- **WORK REQUEST**
Beneath this task are records; print exactly the stretch of them from the line with "Expected: the pointer indicates a point on the utility" through the line with "Expected: the pointer indicates a point on the bare", both ends included.
[RECORDS TO USE]
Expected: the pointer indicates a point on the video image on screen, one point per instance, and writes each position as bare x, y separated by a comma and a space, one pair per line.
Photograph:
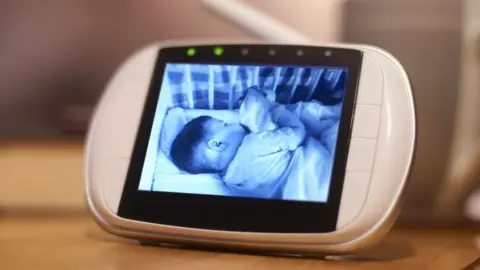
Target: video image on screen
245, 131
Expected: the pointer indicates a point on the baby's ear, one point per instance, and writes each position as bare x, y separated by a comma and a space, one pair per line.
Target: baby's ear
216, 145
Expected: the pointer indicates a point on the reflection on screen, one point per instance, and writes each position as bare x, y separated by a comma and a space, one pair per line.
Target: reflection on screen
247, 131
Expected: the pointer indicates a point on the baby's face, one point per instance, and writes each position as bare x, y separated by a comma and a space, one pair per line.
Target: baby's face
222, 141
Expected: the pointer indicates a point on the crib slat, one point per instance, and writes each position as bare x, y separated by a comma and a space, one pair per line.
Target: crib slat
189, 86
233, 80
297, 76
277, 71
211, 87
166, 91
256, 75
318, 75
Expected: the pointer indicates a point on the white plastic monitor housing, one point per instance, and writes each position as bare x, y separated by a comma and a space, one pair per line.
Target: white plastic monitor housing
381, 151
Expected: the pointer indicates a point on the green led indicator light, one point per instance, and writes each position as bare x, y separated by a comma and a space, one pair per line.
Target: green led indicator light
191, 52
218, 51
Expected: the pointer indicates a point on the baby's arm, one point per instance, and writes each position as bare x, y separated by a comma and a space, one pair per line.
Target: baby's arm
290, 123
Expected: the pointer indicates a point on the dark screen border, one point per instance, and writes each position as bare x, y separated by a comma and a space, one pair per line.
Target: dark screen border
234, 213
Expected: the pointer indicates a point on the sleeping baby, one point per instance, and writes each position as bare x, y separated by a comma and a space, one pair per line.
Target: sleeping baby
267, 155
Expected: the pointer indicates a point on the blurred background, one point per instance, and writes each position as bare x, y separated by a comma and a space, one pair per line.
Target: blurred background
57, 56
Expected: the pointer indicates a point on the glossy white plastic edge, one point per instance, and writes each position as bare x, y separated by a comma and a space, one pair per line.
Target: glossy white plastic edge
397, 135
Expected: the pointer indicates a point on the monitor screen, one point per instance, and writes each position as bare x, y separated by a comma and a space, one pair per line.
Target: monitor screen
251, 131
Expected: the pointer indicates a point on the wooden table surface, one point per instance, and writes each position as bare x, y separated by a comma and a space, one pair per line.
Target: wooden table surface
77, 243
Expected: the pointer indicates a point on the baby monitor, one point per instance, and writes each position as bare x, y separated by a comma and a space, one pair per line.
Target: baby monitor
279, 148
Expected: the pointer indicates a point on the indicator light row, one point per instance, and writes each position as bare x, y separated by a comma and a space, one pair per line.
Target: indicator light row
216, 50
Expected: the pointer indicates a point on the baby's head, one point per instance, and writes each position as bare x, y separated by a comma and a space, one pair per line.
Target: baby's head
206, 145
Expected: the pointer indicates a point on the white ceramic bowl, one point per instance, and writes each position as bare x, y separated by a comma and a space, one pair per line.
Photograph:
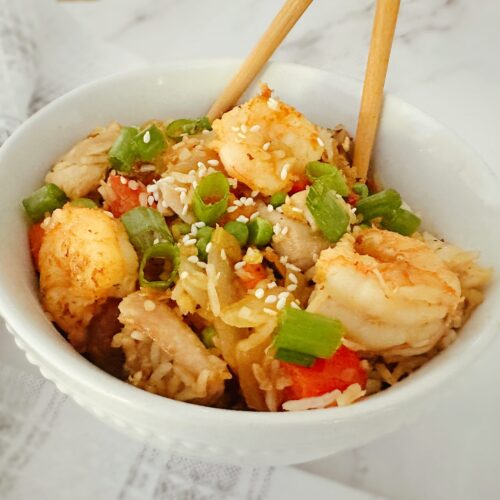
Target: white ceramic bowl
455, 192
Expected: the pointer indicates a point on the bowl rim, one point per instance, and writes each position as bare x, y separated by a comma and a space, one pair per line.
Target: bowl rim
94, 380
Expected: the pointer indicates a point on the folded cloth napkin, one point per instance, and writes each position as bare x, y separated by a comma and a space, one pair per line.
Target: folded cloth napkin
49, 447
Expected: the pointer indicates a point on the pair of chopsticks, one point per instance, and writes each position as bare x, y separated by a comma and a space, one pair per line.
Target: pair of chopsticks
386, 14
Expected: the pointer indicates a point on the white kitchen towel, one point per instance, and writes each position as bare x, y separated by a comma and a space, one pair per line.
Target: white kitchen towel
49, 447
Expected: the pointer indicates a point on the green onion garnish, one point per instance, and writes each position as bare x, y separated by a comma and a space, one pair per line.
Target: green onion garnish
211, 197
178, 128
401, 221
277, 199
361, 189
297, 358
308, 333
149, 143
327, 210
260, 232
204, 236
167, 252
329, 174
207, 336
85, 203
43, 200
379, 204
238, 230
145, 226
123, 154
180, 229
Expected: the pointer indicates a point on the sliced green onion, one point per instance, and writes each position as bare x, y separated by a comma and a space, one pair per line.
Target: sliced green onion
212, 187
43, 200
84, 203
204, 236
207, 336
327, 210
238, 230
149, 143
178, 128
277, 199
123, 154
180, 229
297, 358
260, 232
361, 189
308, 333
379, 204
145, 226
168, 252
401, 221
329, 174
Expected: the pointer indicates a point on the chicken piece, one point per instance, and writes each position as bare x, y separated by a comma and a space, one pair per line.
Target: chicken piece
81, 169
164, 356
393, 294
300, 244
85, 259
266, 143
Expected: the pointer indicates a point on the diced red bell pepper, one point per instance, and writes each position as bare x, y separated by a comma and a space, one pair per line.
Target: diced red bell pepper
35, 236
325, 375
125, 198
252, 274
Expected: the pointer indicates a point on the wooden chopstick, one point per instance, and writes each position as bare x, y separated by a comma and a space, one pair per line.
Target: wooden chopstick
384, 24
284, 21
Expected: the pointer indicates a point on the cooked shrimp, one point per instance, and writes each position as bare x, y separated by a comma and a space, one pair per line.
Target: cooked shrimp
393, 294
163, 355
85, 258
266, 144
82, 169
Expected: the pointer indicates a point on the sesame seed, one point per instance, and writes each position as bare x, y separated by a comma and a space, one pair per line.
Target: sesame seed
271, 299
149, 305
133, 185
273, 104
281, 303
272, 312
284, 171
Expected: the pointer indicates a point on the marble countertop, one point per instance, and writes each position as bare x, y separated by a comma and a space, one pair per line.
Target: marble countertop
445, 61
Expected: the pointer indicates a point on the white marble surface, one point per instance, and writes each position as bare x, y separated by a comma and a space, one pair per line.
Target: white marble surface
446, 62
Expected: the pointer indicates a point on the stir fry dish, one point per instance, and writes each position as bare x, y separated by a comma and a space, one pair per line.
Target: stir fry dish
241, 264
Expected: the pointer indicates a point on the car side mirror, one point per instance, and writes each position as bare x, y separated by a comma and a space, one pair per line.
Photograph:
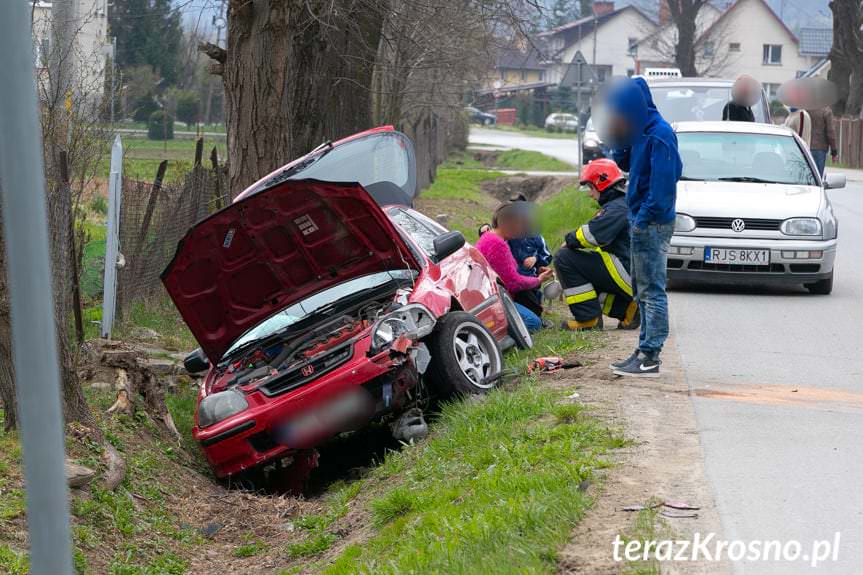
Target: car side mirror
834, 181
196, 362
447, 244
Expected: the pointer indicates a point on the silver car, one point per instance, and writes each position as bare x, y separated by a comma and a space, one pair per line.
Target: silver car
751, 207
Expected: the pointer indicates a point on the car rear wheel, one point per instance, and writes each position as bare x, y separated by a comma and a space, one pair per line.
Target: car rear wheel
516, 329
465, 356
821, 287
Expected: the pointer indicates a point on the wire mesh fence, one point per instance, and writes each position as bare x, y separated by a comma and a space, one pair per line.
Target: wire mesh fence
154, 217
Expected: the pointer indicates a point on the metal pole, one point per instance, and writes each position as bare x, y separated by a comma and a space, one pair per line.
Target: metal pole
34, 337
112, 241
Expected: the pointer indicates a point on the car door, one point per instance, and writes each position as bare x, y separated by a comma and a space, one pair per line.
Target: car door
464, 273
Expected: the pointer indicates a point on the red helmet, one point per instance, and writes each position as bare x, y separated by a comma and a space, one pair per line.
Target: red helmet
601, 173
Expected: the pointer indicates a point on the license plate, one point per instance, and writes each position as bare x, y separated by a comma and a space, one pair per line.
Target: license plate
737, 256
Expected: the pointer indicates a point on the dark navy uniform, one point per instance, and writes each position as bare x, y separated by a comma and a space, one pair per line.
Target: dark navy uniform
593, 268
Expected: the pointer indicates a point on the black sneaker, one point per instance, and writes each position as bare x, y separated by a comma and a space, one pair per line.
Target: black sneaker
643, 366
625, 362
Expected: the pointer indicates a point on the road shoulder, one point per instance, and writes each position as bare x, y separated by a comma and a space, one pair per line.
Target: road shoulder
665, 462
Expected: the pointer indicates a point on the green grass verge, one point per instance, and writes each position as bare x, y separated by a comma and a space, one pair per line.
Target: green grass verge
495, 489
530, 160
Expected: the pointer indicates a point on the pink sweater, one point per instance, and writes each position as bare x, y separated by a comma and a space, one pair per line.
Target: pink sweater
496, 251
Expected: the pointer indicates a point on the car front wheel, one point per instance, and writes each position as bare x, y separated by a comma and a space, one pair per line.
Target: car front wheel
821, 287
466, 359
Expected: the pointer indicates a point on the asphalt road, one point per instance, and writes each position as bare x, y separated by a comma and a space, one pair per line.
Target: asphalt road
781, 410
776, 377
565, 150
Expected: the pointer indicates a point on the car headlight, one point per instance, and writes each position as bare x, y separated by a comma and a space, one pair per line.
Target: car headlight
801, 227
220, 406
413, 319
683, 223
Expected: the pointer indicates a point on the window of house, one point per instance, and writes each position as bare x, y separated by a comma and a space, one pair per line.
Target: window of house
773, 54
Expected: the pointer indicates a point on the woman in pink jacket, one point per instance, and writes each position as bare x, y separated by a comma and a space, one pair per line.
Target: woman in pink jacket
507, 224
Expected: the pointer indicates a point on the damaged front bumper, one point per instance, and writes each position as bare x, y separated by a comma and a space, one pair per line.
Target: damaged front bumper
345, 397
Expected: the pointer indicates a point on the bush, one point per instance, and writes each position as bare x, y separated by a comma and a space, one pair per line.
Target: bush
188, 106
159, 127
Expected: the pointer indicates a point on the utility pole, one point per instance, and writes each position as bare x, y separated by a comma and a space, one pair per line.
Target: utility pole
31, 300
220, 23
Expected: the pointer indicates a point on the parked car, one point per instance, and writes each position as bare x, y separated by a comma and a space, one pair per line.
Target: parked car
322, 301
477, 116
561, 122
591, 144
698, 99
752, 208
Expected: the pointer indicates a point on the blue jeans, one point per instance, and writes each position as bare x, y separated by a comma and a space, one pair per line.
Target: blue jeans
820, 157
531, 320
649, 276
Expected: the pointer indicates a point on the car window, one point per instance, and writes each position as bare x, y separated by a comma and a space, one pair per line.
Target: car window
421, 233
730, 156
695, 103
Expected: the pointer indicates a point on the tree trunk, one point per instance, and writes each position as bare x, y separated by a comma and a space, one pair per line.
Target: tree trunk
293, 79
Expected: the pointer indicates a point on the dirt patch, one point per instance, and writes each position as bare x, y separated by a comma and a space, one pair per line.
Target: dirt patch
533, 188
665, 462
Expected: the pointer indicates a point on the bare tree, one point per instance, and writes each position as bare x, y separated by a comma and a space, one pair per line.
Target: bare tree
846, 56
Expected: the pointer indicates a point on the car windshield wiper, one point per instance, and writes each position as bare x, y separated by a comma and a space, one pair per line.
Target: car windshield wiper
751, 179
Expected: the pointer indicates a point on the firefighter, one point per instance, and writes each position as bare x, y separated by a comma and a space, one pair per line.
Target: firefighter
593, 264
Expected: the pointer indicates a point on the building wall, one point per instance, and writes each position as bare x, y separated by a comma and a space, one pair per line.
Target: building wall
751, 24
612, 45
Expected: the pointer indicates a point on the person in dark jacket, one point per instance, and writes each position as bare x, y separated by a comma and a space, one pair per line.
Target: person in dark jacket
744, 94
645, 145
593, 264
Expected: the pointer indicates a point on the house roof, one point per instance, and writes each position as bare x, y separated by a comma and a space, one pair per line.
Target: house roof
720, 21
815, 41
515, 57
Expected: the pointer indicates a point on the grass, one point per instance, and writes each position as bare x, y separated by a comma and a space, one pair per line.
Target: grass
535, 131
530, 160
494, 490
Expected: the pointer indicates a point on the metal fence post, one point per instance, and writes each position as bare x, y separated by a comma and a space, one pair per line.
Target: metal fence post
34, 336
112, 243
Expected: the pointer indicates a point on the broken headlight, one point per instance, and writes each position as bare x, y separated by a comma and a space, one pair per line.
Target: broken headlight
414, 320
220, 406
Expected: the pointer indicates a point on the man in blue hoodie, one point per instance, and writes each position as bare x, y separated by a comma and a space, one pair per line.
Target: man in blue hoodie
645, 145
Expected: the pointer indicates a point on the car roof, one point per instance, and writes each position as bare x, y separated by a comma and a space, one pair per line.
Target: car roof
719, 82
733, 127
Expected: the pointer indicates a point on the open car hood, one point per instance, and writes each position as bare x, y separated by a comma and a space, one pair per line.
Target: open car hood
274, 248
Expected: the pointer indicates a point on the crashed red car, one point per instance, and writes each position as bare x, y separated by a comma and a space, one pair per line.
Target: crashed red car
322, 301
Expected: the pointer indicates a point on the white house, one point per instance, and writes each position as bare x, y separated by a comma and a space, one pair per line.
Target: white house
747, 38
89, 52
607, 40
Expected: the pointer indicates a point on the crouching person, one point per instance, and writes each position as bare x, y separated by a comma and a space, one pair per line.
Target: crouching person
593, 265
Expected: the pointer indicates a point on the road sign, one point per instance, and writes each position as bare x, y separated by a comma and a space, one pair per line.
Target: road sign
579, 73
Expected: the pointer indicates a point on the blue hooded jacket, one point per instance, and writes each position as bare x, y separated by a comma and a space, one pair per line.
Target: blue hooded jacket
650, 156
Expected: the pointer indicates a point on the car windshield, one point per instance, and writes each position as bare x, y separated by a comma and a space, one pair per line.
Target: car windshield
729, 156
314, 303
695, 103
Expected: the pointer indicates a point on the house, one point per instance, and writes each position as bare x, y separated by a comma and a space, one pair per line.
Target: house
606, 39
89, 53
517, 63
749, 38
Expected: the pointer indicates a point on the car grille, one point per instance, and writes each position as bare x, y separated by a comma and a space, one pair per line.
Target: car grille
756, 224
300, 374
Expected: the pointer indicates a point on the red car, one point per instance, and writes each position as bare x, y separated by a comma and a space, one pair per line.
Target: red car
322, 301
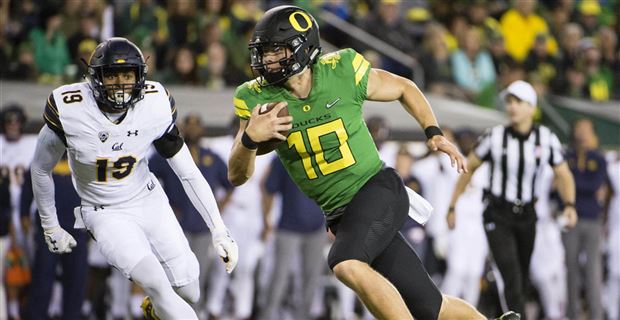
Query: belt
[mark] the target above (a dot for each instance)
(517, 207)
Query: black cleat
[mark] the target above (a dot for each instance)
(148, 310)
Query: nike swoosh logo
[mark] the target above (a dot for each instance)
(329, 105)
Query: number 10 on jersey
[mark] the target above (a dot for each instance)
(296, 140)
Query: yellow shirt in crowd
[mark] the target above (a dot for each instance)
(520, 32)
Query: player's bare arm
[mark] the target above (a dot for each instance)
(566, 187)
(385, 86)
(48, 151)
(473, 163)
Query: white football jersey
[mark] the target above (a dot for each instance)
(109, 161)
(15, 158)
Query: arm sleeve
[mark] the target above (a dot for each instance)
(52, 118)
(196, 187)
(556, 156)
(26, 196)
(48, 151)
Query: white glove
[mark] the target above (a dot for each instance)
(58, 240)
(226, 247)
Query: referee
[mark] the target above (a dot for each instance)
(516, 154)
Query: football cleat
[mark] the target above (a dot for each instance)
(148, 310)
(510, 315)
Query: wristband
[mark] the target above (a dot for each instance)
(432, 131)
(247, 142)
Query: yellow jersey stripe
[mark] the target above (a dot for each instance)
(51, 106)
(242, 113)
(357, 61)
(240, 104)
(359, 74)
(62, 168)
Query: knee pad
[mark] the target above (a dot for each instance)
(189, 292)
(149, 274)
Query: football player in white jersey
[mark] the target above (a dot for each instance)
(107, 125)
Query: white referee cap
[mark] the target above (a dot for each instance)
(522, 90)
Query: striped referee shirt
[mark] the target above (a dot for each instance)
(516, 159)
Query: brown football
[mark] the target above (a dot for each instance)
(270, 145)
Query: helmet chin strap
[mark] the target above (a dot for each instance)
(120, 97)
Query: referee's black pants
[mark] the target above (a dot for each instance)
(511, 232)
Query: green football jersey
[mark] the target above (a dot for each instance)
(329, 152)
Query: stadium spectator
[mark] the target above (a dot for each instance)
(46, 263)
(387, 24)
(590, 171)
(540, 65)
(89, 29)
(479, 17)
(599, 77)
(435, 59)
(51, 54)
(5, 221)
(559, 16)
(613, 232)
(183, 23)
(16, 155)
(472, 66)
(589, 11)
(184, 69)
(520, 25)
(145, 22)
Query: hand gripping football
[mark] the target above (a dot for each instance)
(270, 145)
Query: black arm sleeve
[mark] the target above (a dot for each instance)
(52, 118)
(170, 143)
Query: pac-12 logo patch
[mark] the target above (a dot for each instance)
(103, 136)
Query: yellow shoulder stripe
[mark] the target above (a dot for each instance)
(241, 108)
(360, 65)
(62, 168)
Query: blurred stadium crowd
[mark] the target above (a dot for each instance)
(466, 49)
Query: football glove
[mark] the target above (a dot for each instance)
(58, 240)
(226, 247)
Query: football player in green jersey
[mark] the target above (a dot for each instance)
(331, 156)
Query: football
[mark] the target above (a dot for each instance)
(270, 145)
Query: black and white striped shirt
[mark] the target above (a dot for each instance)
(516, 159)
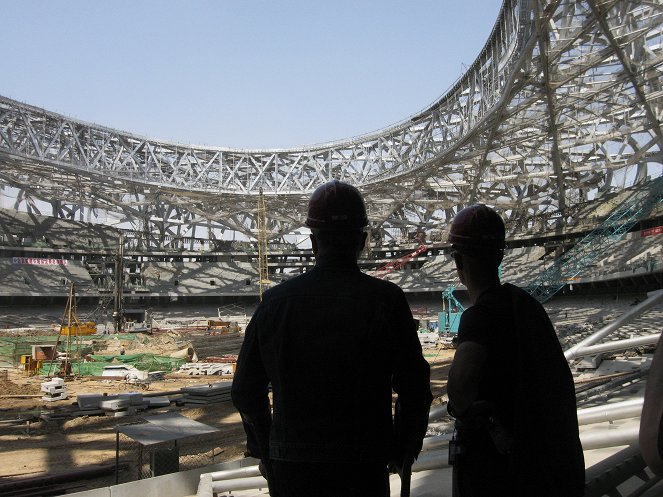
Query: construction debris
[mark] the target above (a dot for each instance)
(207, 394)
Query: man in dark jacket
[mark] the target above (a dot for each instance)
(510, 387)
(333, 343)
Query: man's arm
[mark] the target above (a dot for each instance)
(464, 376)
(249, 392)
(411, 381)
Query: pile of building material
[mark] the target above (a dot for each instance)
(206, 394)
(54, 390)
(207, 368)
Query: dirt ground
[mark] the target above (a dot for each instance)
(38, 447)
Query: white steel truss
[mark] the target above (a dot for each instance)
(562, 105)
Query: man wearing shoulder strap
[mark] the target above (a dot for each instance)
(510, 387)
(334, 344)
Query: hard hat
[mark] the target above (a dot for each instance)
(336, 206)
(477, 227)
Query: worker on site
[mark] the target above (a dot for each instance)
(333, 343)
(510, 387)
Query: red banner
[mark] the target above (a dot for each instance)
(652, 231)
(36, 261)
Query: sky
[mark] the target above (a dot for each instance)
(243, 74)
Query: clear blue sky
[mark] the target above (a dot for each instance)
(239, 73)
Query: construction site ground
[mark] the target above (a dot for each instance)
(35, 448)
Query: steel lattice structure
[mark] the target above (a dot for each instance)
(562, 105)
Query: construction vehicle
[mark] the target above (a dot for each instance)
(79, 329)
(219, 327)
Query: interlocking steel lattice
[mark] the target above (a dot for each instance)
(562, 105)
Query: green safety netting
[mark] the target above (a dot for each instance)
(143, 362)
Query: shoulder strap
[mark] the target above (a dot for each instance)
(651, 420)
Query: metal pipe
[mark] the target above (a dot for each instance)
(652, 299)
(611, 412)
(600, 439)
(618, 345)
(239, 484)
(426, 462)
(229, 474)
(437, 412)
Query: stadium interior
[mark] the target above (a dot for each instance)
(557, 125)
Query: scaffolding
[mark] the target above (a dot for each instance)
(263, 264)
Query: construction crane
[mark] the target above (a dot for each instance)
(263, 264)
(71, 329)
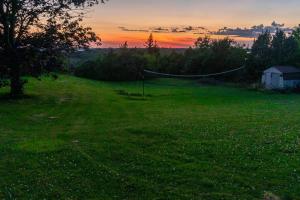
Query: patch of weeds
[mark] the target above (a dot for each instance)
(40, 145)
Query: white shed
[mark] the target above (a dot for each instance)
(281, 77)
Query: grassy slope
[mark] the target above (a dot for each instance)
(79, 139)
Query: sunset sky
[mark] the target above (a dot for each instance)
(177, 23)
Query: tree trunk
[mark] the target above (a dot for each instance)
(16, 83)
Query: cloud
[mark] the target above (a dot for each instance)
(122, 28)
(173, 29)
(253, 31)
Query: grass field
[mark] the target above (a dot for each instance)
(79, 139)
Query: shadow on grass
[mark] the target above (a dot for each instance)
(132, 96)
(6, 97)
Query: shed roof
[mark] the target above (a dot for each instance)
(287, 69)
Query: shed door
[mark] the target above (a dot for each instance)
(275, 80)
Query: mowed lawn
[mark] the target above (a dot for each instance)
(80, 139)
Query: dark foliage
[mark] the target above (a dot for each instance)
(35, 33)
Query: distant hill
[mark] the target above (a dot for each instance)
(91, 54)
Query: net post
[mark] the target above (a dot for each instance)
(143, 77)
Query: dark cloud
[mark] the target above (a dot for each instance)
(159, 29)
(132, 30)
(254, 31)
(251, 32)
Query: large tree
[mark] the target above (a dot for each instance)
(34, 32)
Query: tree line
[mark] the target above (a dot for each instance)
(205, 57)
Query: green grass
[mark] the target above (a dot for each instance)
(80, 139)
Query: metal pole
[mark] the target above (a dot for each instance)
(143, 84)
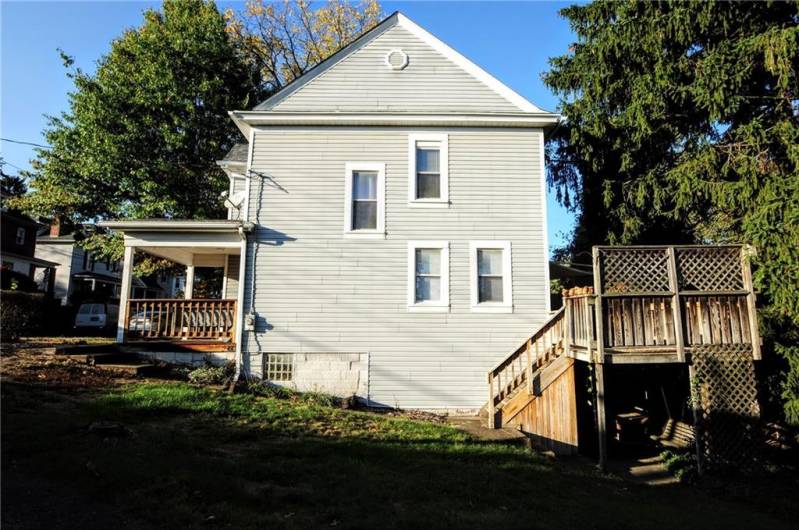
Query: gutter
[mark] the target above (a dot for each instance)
[/RECORDS TO USE]
- **OUTPUT BELOW**
Expected: the pointer indicates a point on the utility pole, one point per instance, and writes each position as bare x, y separated by a comma and a space, one pair per line.
Target: utility pole
31, 300
220, 23
Expected: the pointer indicates a point on the parked car, one point per instance, and writes each position as bare x, y separated by a comma and a space, one pair per line.
Target: parked car
322, 301
477, 116
561, 122
591, 144
698, 99
752, 208
Expected: the pointer indicates a point on the blue jeans, one point per instance, and writes each position as bare x, y separated by a comma and a space, one pair per line.
Target: blue jeans
820, 157
531, 320
649, 276
Expected: the pointer indicates a point on the car window, one point per instance, and writes each position as bare x, y separated by a comma and a space, one pair per line.
Target: car window
421, 233
730, 156
695, 103
Expected: the pointer indicates a point on the tree trunk, one point per instance, and writes each position as bare x, y separated by a comma and a space, one pair per line.
Target: tree trunk
293, 79
Expected: the pointer indicates a point on the dirt patch, one point per instance, and writes each position as bare x, y separated by a comma and a space, one pair per line.
Target: dirt patch
533, 188
665, 462
Expected: the pointer indicates a point on the bare tree, one point per instance, and writes each position as bare x, y separated by a comma and a space, one pair per line.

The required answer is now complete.